The task:
Copy exactly the lines that run from the one containing "[trace] every instance of the person standing" through the end of the entries, both ends included.

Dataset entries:
======
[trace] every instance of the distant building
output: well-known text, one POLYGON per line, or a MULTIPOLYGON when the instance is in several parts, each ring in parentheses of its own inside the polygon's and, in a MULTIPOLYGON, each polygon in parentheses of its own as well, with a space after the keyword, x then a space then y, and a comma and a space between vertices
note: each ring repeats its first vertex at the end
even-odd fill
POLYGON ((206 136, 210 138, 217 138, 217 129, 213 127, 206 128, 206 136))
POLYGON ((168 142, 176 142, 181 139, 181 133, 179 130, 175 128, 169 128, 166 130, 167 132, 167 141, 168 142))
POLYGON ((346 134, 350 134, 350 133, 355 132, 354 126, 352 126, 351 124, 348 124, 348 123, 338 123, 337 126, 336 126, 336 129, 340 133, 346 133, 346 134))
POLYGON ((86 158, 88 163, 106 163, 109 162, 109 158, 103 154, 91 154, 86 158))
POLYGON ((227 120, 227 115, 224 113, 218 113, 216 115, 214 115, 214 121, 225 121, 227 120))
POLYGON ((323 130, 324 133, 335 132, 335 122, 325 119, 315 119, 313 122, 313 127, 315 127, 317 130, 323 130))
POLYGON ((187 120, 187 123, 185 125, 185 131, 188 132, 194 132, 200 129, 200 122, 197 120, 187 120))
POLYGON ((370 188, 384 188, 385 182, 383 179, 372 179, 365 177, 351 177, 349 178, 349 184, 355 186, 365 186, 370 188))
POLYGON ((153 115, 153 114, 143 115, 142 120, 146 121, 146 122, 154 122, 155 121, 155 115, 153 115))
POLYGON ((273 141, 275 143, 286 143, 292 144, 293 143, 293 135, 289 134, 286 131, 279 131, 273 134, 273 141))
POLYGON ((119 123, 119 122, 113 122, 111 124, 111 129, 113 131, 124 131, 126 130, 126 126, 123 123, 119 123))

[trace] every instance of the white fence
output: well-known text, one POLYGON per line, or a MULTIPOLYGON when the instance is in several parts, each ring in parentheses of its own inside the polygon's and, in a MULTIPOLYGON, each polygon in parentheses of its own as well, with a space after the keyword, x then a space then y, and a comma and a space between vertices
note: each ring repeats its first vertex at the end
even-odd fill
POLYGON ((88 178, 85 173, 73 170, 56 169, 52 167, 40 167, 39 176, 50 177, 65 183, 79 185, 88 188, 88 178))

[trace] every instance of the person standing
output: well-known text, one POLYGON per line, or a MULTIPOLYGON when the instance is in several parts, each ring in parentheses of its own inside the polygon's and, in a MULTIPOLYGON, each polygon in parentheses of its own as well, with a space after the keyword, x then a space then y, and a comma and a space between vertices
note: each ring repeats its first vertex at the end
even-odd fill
======
Exercise answer:
[trace] every instance of the person standing
output: well-known text, one POLYGON per line, or a MULTIPOLYGON when the instance is in several parts, each ring in parentheses of its own inside the polygon's and, in a MULTIPOLYGON, each polygon in parentheses of its own as well, with a space after the keyword, x then a space then y, and a comma and a space between vertices
note: each ring repeats its first vertex at the end
even-odd fill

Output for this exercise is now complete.